__Tarea__
Según el fragmento sobre el rito de la expiación, ¿qué hacía el sacerdote con el chivo expiatorio?

__Fragmento de origen__
================

En la mentalidad antigua, estaba claro que, en esto de “bancar”, alguno tenía que pagar o poner el cuero. En el rito de la expiación, para “expiar” los pecados del pueblo, para purificarlos, se elegía dos chivos y se echaba suertes. Uno era para el Señor, y el sumo sacerdote lo sacrificaba sobre el altar y se rociaba con su sangre el Arca de la Alianza, pidiendo perdón por los pecados del pueblo. Al otro –al chivo expiatorio- el sacerdote le ponía las manos sobre la cabeza, lo cargaba con los pecados del pueblo y lo soltaba en el desierto para que se perdiera y no volviera más al campamento.

En nuestro caso ambas acciones las cumplió Jesús, que nos purificó con su Sangre y cargó sobre sí nuestros pecados y los borró para siempre.

Es importante recuperar este sentido de que Otro nos banca.

La mirada benévola y misericordiosa del Padre para con nosotros se la tenemos que agradecer a Jesús. Que Dios nos sea “propicio”, como le pide el publicano, es gracias a que Jesús nos bancó.

En la liturgia siempre estamos expresando que por medio de Cristo y en Cristo el Padre realiza el designio de su amor eterno (1 Jn 4, 8) “mostrándose propicio”, es decir “perdonando” a los hombres con un perdón eficaz, que destruye verdaderamente el pecado, que purifica al hombre y le comunica su propia vida (1 Jn 4, 9).

¿Por qué digo que es importante recuperar este sentido de que Otro nos banca?

Porque el concepto dañino que está instalado activamente en nuestra cultura es que “lo importante es bancarse a sí mismo”. Y esto es terrible.

Si no te bancás a vos mismo porque naciste en la pobreza o en un país en guerra del que tuviste que huir o no te alimentaron bien o no tuviste educación o caíste en una adicción no podés exigir que la sociedad te banque.

Si no te bancás a vos mismo porque tenés apenas unas semanas de vida, no sos persona. Sos “parte” del cuerpo de otra que se banca a sí misma y te puede eliminar.

Y así en todo. La meritocracia, como se dice, instala el lema de que cada uno se tiene que bancar a sí mismo.

Y esto es lo más antievangélico y antihumano que se pueda pensar.

================

(Entradas de etiquetado de segmentación)
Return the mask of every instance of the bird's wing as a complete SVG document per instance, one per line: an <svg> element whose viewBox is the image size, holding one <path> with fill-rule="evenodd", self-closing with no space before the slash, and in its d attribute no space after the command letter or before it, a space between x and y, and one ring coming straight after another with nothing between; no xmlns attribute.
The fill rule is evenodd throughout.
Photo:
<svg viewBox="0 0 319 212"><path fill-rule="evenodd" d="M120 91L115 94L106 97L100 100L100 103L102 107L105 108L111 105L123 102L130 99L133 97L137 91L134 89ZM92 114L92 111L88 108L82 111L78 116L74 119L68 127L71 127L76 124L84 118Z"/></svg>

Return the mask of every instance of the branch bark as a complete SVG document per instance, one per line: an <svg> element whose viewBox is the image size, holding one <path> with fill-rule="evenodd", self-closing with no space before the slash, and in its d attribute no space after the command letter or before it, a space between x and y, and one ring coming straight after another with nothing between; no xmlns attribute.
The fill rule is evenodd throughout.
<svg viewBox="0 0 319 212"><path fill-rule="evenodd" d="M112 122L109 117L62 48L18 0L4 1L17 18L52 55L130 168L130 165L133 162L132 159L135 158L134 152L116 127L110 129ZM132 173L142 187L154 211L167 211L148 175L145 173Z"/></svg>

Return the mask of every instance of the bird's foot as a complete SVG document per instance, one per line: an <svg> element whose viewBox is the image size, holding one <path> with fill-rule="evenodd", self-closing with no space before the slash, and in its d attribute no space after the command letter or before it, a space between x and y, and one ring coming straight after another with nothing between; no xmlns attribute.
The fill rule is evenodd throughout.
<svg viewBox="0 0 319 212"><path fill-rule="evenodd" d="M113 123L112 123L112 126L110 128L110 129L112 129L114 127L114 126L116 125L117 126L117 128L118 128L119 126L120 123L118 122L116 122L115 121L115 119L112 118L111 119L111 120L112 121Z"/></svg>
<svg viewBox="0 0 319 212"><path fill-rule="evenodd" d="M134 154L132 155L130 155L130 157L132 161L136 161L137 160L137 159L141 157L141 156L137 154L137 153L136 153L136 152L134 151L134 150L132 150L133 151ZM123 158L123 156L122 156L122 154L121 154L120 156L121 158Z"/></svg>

================

__Resultado__
Le ponía las manos sobre la cabeza, lo cargaba con los pecados del pueblo y lo soltaba en el desierto para que se perdiera y no volviera más al campamento.